- _Given data_:
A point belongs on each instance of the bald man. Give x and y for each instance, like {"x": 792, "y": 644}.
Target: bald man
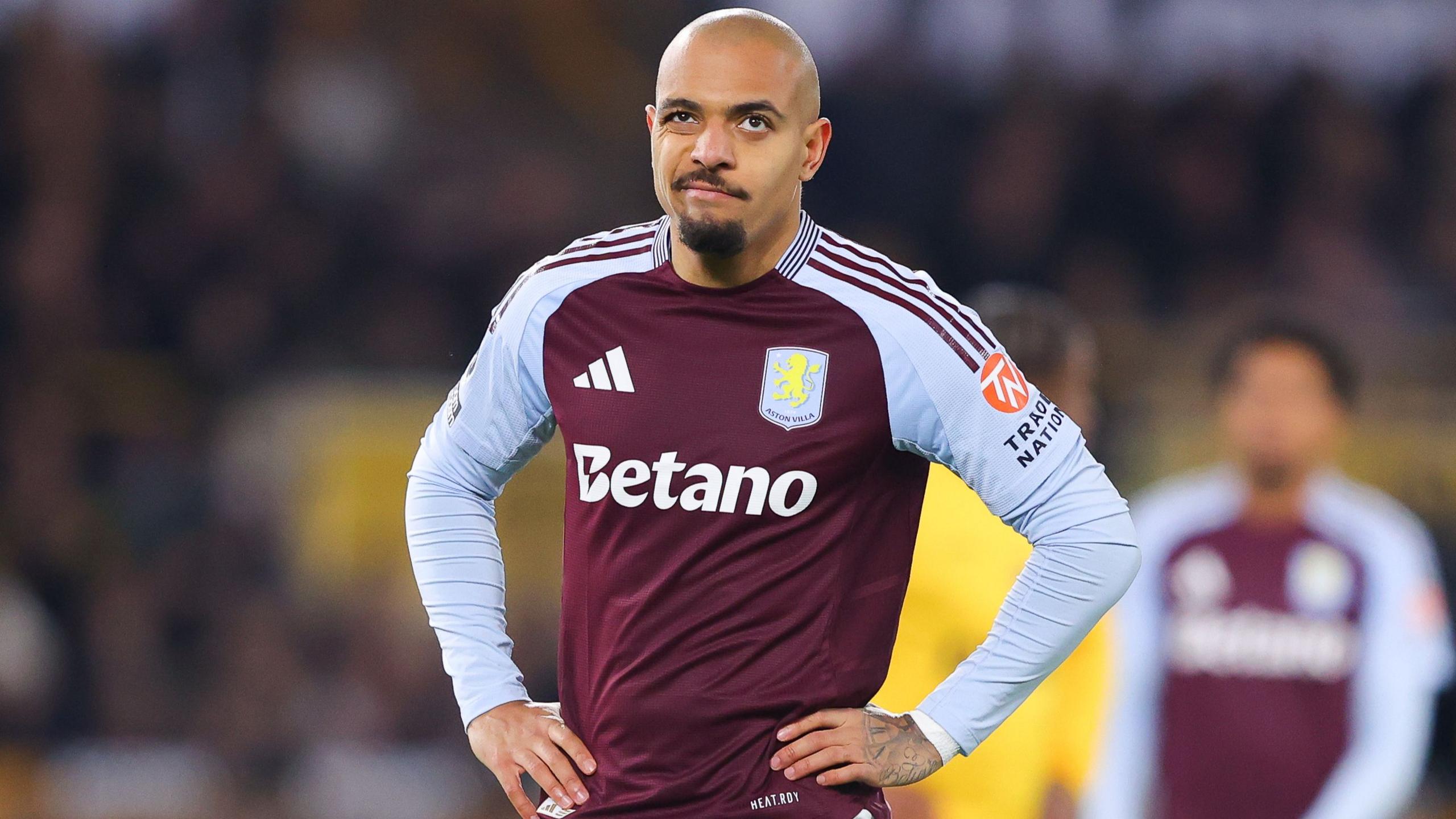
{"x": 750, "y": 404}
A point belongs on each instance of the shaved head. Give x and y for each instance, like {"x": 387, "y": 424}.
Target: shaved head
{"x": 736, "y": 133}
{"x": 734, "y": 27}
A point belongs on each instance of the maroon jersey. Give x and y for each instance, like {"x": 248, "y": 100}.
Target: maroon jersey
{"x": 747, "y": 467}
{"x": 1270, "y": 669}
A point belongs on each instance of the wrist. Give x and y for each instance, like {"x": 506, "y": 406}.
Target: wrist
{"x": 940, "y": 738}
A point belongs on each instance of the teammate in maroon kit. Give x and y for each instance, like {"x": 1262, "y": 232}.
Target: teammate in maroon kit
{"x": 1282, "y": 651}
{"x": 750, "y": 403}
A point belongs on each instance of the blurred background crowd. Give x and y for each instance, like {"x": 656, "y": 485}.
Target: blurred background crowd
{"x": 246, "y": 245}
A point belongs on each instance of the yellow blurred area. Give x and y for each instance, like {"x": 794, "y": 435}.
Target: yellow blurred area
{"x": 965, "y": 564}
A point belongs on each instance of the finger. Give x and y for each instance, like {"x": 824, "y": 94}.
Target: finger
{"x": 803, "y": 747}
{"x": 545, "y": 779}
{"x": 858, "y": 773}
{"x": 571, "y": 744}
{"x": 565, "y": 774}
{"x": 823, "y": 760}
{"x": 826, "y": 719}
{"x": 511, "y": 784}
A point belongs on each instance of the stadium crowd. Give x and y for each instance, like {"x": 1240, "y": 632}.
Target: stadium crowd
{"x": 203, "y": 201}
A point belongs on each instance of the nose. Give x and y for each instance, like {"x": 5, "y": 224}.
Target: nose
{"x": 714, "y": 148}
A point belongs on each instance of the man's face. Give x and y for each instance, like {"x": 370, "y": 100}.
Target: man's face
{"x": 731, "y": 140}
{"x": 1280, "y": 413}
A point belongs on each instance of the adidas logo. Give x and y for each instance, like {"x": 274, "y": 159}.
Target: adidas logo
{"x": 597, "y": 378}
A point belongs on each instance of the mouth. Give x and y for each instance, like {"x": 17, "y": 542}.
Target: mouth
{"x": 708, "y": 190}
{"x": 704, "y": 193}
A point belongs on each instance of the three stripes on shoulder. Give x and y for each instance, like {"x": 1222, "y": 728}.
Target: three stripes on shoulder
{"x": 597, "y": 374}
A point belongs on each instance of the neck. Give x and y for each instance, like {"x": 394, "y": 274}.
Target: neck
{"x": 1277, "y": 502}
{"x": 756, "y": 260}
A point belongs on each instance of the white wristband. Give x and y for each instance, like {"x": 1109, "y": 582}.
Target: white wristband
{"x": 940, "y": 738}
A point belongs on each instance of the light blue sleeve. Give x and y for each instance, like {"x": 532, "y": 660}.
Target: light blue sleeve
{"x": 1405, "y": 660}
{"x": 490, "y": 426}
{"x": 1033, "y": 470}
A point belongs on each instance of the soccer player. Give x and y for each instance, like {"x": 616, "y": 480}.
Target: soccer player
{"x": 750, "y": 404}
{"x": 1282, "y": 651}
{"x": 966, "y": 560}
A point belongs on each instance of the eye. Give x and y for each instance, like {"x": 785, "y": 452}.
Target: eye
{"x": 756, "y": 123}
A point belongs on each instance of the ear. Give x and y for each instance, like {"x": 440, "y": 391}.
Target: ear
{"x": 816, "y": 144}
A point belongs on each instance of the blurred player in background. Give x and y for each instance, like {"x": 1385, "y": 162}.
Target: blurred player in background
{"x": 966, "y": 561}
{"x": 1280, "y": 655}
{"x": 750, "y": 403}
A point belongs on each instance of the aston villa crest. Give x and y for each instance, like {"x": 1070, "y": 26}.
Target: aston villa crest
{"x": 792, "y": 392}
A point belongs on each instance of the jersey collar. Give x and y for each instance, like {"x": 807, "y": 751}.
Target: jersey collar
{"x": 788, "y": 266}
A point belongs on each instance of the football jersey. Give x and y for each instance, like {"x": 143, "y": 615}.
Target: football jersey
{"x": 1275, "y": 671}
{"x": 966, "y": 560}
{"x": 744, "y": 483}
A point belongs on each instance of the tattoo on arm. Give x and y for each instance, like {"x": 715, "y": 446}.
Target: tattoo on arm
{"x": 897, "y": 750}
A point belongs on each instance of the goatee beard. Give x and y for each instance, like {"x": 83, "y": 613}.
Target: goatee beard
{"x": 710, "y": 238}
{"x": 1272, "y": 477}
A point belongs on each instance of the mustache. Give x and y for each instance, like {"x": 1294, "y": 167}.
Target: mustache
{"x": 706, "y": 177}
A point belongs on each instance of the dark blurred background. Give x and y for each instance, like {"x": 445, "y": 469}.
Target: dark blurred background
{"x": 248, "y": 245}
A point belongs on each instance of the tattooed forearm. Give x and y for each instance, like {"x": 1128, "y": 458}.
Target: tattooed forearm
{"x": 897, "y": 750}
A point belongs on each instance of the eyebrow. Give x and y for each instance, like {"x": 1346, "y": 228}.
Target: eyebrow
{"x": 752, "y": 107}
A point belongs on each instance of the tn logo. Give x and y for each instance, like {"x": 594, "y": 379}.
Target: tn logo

- _Work required_: Rewrite every line of the data above as a numbered list, skipping blank lines. Leave the pictures out.

- _Complete response_:
1. A point belongs on each instance of the bald man. Give x and y for each instance, like {"x": 792, "y": 644}.
2. Target: bald man
3. {"x": 750, "y": 404}
4. A point belongs on each instance of the shaved head. Give x and y for each instance, like {"x": 387, "y": 424}.
5. Target: shaved head
6. {"x": 736, "y": 133}
7. {"x": 734, "y": 27}
8. A point belongs on each instance of the maroon jersey. Give x and y for each instance, like {"x": 248, "y": 100}.
9. Target: maroon jersey
10. {"x": 747, "y": 467}
11. {"x": 1270, "y": 669}
12. A point belongs on each instance of the wrist. Give x and y for each instance, like {"x": 506, "y": 406}.
13. Target: wrist
14. {"x": 940, "y": 738}
15. A point belongs on each instance of the teammate in maroon kit. Give x and y for each instance, like {"x": 1262, "y": 232}.
16. Target: teammate in maroon kit
17. {"x": 1282, "y": 651}
18. {"x": 750, "y": 403}
19. A point belongs on each instance of the blurred background crowd. Give x and y for each instance, like {"x": 656, "y": 485}.
20. Target: blurred background crowd
21. {"x": 246, "y": 245}
22. A point belongs on each instance of the yellow blurred area. Give x and y for each instance, like {"x": 794, "y": 435}.
23. Target: yellow blurred area
24. {"x": 965, "y": 564}
25. A point belongs on each instance of the finger. Give x and y for each instance, like {"x": 824, "y": 94}.
26. Target: finger
27. {"x": 803, "y": 747}
28. {"x": 545, "y": 779}
29. {"x": 858, "y": 773}
30. {"x": 571, "y": 744}
31. {"x": 565, "y": 774}
32. {"x": 823, "y": 760}
33. {"x": 826, "y": 719}
34. {"x": 511, "y": 784}
35. A point belongs on each instance of the stadium crowd. Give x and y for each instance, like {"x": 1240, "y": 632}.
36. Target: stadium crowd
37. {"x": 203, "y": 201}
38. A point belongs on each instance of the nose. Give x and y for each instance, like {"x": 5, "y": 224}.
39. Target: nose
40. {"x": 714, "y": 148}
41. A point belongs on each instance of the man's face. Give x and y for each instance, like {"x": 370, "y": 100}.
42. Target: man's face
43. {"x": 731, "y": 140}
44. {"x": 1280, "y": 413}
45. A point belongs on each instance of the adidas logo. Give x and y for each instance, like {"x": 274, "y": 159}.
46. Target: adidas logo
47. {"x": 597, "y": 378}
48. A point belongs on each instance of the mouth. Give x and y for each instance, like {"x": 17, "y": 542}.
49. Target: mouth
50. {"x": 708, "y": 190}
51. {"x": 704, "y": 193}
52. A point belongs on each instance of the three stripes on shoulder. Give x and y for each instance, like {"x": 1222, "y": 728}.
53. Target: three stripes on shoulder
54. {"x": 597, "y": 374}
55. A point belongs on each instance of the neck. Give x and y for each instance, like {"x": 394, "y": 274}.
56. Target: neck
57. {"x": 1277, "y": 502}
58. {"x": 756, "y": 260}
59. A point belongs on each instance of the white wristband. Give x and y for each instance, like {"x": 1109, "y": 582}.
60. Target: white wristband
61. {"x": 940, "y": 738}
62. A point belongs on each instance of the light blue sleeve. Give x and y for each instance, like {"x": 532, "y": 660}.
63. Target: light blue sleeve
64. {"x": 1405, "y": 660}
65. {"x": 490, "y": 426}
66. {"x": 1033, "y": 470}
67. A point belongs on each instance of the soccer player. Give x and y for each instance, like {"x": 616, "y": 480}.
68. Target: soccer player
69. {"x": 750, "y": 404}
70. {"x": 1282, "y": 651}
71. {"x": 966, "y": 560}
72. A point belongs on each instance of the eye. Give x and y for each instance, like {"x": 785, "y": 452}.
73. Target: eye
74. {"x": 756, "y": 123}
75. A point belongs on each instance of the ear. Give x and y for each instance, like {"x": 440, "y": 391}.
76. Target: ear
77. {"x": 816, "y": 144}
78. A point belongs on each instance of the blurred player in background. Give x and y for each instance, like {"x": 1385, "y": 162}.
79. Target: blurred player in background
80. {"x": 966, "y": 561}
81. {"x": 1280, "y": 655}
82. {"x": 750, "y": 403}
83. A point belongs on each instance of the aston villa crest. Give x and y for each instance, like {"x": 1070, "y": 26}.
84. Target: aston villa crest
85. {"x": 792, "y": 392}
86. A point belongs on each instance of the jersey collar. Give x and y for each instance, like {"x": 807, "y": 751}.
87. Target: jersey collar
88. {"x": 788, "y": 266}
89. A point belongs on each instance of the football jersey. Give x and y for each instance, like {"x": 143, "y": 615}.
90. Target: football jersey
91. {"x": 1275, "y": 671}
92. {"x": 966, "y": 560}
93. {"x": 744, "y": 483}
94. A point belongs on each instance of the tattoo on arm. Give x and y for each instance, like {"x": 715, "y": 446}.
95. Target: tattoo on arm
96. {"x": 897, "y": 750}
97. A point belongs on each instance of the goatee beard. Give x and y for each instance, like {"x": 83, "y": 613}.
98. Target: goatee beard
99. {"x": 710, "y": 238}
100. {"x": 1272, "y": 477}
101. A point belongs on each instance of the mustache. Give x and y for each instance, like {"x": 1294, "y": 167}.
102. Target: mustache
103. {"x": 706, "y": 177}
104. A point belongs on each instance of the dark blurred background. Give x and y for each instance, like {"x": 445, "y": 469}.
105. Target: dark blurred background
106. {"x": 248, "y": 245}
107. A point belongs on each instance of the tattooed forearm. Give x and y for each instance, like {"x": 1128, "y": 458}.
108. Target: tattooed forearm
109. {"x": 897, "y": 750}
110. A point belongs on each instance of the eyebrow. Give x and y for each instance, like {"x": 1346, "y": 228}.
111. Target: eyebrow
112. {"x": 752, "y": 107}
113. A point belongs on each instance of the tn logo. Give x and y for each instance, like {"x": 594, "y": 379}.
114. Target: tn logo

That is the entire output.